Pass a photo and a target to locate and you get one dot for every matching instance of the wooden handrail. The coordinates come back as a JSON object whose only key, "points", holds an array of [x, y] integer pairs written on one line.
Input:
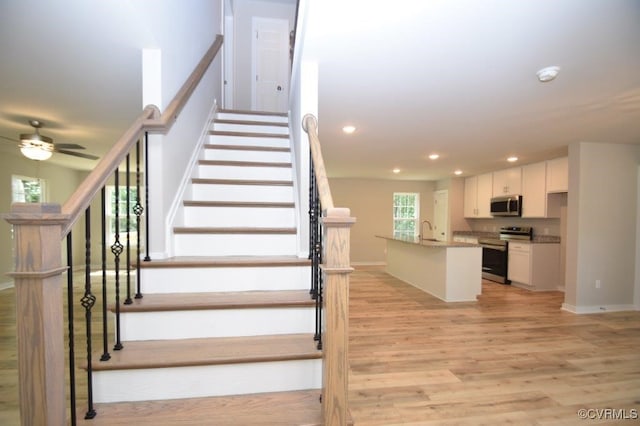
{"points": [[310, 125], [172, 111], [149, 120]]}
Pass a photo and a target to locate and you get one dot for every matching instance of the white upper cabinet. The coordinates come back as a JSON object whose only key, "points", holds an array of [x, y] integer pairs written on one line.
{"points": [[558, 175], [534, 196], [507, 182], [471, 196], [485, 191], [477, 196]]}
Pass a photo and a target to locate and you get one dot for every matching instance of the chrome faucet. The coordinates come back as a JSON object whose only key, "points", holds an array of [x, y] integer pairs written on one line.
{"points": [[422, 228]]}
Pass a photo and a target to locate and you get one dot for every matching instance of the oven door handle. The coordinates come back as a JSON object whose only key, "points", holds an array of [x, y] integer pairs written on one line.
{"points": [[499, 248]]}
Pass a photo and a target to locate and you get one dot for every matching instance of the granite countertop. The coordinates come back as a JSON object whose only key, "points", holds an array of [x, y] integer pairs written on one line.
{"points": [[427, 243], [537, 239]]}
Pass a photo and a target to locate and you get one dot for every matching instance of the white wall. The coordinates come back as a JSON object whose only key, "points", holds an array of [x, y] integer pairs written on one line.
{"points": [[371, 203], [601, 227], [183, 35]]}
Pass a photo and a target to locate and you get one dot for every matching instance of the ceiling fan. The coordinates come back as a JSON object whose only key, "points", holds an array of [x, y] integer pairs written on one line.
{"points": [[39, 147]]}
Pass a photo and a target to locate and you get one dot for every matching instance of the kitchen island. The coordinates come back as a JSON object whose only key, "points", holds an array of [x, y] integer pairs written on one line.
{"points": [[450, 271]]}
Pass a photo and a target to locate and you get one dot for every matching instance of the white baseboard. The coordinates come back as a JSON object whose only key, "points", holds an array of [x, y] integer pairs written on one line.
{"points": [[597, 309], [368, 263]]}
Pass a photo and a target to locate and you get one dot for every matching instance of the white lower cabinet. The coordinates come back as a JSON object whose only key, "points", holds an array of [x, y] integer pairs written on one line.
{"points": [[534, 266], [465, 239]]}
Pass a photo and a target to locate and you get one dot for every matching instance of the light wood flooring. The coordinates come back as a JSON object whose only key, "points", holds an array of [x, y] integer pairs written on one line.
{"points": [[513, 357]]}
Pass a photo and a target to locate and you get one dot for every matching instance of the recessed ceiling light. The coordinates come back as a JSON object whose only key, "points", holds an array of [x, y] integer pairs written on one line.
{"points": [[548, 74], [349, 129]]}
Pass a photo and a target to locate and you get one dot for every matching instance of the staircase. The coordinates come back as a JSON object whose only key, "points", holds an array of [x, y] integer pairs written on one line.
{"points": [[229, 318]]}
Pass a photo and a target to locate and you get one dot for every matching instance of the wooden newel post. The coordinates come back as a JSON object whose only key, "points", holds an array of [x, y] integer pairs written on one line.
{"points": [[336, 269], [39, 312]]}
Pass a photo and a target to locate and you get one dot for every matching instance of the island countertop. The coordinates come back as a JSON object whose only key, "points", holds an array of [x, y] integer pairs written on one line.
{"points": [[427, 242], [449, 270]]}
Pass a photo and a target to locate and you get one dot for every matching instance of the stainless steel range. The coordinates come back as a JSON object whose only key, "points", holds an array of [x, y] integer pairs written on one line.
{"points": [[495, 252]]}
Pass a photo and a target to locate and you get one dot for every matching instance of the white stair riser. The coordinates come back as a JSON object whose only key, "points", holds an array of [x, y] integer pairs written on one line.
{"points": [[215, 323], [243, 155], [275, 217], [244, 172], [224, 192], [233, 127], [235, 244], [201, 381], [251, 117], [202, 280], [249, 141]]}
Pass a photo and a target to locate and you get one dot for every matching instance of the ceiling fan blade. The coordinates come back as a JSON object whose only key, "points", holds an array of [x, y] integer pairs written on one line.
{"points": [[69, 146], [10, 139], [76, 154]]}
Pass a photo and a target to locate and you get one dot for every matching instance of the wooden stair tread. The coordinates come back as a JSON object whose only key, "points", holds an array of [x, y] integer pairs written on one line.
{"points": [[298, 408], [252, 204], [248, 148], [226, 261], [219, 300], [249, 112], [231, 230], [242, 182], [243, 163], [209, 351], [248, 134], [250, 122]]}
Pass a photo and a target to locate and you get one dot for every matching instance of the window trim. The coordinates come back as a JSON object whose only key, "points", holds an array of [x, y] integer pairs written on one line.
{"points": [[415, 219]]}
---
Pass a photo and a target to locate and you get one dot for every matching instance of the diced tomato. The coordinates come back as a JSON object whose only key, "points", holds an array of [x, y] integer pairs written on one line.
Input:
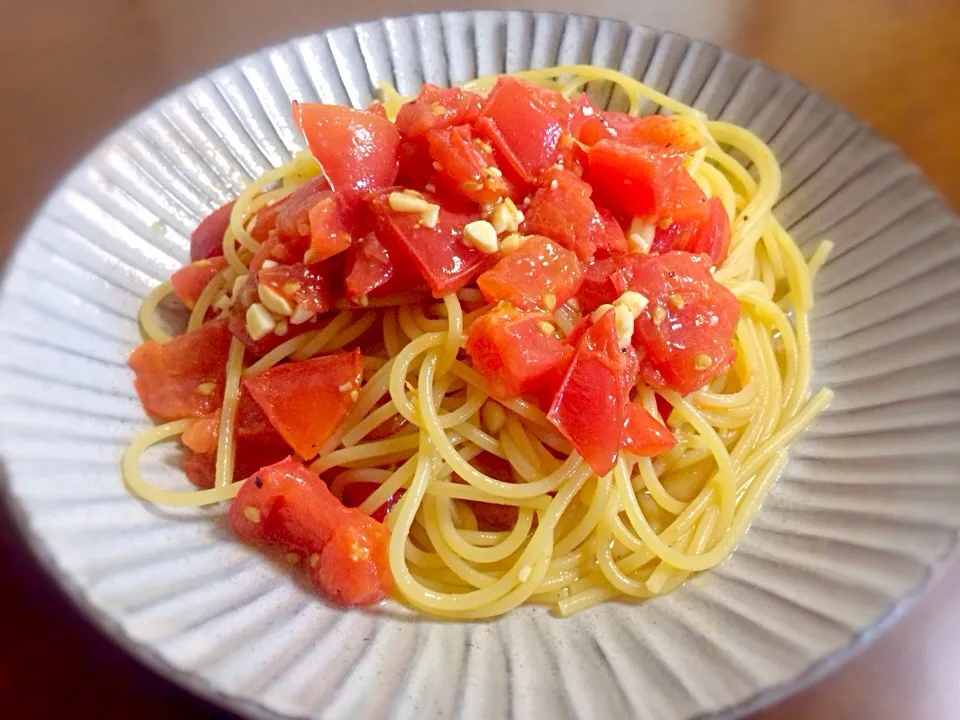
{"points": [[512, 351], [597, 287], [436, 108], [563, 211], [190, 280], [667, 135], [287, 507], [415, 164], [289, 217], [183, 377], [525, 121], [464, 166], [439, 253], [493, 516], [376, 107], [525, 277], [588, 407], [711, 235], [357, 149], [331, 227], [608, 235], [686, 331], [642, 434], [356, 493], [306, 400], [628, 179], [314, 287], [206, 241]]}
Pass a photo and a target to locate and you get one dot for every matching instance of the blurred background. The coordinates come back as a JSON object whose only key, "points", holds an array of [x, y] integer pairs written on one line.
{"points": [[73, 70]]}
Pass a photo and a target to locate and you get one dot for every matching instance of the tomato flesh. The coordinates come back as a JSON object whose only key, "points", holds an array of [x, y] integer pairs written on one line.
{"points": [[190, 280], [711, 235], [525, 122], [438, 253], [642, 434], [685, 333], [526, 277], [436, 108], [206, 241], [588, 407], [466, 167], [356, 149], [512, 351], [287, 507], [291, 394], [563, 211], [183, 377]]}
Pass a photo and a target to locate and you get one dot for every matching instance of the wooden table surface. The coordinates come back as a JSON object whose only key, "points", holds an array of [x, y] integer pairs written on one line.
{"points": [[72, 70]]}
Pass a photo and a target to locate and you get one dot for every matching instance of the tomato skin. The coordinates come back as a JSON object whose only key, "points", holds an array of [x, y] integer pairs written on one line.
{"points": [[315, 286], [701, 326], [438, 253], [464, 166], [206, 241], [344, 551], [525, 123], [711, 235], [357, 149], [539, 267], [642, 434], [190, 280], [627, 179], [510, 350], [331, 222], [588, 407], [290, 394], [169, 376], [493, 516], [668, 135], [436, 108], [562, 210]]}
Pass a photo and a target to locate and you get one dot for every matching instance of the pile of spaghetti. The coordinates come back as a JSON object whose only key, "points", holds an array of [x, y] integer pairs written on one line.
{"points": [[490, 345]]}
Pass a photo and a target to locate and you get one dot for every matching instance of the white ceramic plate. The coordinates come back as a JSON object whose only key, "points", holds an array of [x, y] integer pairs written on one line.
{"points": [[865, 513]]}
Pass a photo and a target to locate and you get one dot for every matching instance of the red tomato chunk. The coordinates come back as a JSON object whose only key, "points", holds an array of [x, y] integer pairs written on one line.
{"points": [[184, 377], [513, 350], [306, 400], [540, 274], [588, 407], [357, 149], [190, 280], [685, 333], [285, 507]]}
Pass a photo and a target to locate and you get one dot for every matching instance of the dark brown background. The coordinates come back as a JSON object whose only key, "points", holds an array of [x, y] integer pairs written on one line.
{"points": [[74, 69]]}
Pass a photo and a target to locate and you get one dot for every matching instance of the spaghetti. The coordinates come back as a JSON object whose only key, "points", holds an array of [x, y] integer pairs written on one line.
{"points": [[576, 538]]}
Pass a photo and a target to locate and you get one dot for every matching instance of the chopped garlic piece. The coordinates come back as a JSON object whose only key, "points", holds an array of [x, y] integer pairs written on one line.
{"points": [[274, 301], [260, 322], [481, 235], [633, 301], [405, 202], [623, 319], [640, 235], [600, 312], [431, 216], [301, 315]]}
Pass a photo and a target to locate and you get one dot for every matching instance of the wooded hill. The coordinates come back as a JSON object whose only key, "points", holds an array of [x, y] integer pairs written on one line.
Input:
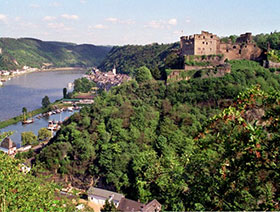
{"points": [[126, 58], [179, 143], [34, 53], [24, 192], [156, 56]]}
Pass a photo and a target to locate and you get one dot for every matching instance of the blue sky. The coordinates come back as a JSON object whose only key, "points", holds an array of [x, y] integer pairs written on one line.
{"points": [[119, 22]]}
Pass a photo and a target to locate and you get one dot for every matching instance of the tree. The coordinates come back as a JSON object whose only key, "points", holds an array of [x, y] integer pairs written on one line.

DO THIS
Pull out every line above that contains the word "spaghetti".

SOLUTION FOR THIS TASK
Pass a photo and a target to locate and you get one dot for every matching instance of the pile of spaghetti. The coordinates come back as a JSON object whose only key, "points", holds an array of [x, y] integer pairs written on one line.
Pass a photo and a target to locate and you get one dot for every matching instance of the spaghetti. The coordinates come back as a JSON object whose only key, "points", holds an array of [x, y] integer pairs written on one line.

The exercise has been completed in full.